• WHAT THE EXERCISE ASKS: Summarize the mailing-list message about holding an RCU read lock in two sentences.

On Tue, Jul 04, 2006 at 02:58:42PM +0200, Urs Thuermann wrote:
> Thomas Gleixner <tglx@linutronix.de> writes:
> 
> > Does Documentation/listRCU.txt answer your questions ?
> 
> It doesn't answer my question.  I have code that receives network
> packets by registering with dev_add_pack().  Each packet received is
> then delivered to a list of receivers, where this list can contain quite
> a lot of items:
> 
> 	receive_function(struct sk_buff *skb, struct net_device *dev,
> 			struct packet_type *pt, struct net_device *orig_dev)
> 	{
> 		...
> 		rcu_read_lock();
>                 head = find_list(dev);
> 		hlist_for_each_entry_rcu(p, n, head, list) {
> 			deliver_packet_to_receiver(skb, p);
> 		}
> 		rcu_read_unlock();
> 	}
> 
> The deliver_packet_to_receiver() function finally ends up in a call to
> sock_queue_rcv_skb().
> 
> My questions was, wether I should worry to "hold" the rcu_read_lock for
> the time of the list traversal since the list can be quite long and
> preemption is disabled between rcu_read_lock() and rcu_read_unlock().

• SOURCE DATA:
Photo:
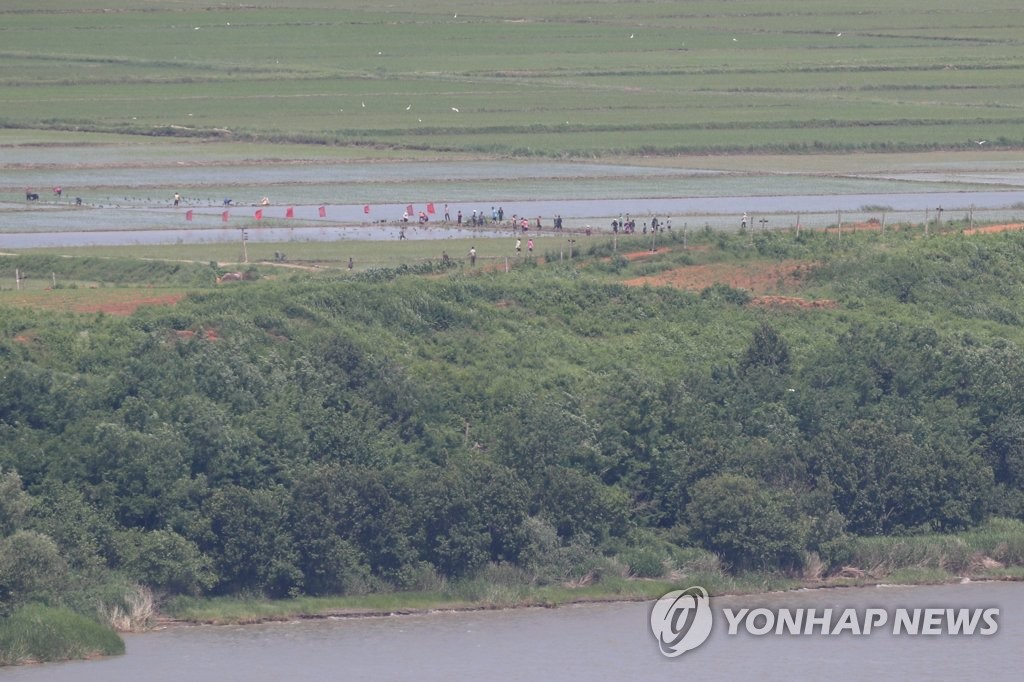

• FINISHED TASK: Urs Thuermann says that Documentation/listRCU.txt, which Thomas Gleixner suggested, does not answer his question about code that registers with dev_add_pack() to receive network packets and delivers each one to a possibly long list of receivers. He asks whether he should worry about holding rcu_read_lock for the whole list traversal, since the list can be long and preemption is disabled between rcu_read_lock() and rcu_read_unlock().